EXERCISE GOAL » Please return every line of the records below that contains the word "white".

-- BEGIN ENTRIES SHOWN --

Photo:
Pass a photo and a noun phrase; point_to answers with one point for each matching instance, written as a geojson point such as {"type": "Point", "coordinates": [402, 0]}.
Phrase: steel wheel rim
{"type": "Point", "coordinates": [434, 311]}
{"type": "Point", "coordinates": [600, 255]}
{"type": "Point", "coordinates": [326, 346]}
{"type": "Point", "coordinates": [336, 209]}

-- END ENTRIES SHOWN --
-- BEGIN ENTRIES SHOWN --

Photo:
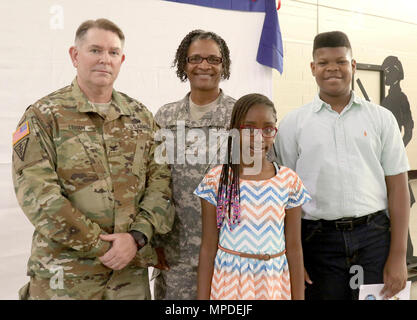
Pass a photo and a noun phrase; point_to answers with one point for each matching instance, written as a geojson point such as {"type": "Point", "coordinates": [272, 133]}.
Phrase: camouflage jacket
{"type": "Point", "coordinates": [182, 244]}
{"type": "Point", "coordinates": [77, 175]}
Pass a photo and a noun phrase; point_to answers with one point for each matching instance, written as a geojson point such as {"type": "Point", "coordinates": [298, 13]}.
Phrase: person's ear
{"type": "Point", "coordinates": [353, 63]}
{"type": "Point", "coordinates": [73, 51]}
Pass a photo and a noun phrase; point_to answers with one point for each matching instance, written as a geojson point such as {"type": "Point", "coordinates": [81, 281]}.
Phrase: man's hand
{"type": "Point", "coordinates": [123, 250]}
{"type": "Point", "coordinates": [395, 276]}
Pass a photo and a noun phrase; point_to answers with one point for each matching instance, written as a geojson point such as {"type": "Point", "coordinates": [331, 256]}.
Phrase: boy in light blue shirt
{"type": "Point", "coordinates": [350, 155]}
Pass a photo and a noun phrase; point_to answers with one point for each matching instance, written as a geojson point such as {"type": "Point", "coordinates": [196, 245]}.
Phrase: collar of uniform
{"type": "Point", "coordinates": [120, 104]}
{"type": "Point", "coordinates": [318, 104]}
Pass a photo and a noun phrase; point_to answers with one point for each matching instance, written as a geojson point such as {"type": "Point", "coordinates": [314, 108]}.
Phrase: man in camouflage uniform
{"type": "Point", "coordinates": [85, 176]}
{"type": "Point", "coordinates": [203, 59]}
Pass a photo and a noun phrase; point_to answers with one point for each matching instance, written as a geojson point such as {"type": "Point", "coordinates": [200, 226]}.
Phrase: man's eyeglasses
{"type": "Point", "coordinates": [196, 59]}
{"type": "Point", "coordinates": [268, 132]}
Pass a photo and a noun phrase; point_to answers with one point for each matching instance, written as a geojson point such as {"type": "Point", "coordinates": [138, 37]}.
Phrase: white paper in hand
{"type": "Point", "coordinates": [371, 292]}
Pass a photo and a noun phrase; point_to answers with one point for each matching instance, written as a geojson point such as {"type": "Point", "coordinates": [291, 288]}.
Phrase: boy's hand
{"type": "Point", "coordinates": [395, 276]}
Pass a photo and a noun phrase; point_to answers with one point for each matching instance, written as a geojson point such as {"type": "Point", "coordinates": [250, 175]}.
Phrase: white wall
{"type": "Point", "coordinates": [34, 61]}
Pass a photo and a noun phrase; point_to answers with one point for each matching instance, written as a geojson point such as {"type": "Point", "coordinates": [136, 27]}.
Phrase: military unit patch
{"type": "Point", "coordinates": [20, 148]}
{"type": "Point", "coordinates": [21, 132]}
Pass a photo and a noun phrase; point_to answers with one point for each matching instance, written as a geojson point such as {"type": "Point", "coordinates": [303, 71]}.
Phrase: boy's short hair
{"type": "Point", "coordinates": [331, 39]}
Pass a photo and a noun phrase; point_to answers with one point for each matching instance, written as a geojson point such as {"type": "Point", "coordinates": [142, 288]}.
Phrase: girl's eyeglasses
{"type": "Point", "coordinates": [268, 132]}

-- END ENTRIES SHOWN --
-- BEGIN ENTRIES SHOWN --

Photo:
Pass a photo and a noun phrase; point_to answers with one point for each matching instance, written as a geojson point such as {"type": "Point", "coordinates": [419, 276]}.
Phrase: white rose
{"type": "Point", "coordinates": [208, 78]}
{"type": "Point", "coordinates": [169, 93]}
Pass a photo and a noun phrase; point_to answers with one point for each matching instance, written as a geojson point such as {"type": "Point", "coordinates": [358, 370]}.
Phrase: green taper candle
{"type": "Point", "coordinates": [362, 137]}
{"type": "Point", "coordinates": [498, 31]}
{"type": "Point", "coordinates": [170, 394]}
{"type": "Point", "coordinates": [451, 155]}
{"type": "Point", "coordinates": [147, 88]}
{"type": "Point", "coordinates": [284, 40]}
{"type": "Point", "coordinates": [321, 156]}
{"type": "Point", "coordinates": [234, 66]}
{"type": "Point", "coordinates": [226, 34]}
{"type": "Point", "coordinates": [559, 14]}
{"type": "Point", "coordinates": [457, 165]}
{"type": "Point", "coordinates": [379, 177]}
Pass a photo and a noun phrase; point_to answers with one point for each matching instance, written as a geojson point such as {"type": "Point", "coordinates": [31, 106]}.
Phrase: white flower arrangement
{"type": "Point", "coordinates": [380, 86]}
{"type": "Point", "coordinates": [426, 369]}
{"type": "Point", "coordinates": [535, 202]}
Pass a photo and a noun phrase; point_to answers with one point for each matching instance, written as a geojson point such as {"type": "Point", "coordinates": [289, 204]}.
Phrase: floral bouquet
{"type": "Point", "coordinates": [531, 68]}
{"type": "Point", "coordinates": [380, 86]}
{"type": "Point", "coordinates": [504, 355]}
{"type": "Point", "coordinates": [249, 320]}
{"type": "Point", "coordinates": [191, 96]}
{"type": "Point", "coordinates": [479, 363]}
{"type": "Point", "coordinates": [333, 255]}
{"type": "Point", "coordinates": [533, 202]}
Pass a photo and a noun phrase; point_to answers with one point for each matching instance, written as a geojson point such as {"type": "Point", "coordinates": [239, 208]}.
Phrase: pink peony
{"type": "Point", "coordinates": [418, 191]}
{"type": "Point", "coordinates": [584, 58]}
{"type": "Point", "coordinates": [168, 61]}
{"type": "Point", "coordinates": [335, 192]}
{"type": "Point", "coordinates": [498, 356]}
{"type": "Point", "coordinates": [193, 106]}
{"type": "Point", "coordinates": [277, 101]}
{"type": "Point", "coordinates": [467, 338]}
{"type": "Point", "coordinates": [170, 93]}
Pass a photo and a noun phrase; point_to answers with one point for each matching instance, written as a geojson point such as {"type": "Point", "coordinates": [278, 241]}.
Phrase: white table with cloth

-- END ENTRIES SHOWN --

WRITTEN SOLUTION »
Phrase: white paper in hand
Phrase: white wall
Phrase: white rose
Phrase: white flower arrangement
Phrase: white table with cloth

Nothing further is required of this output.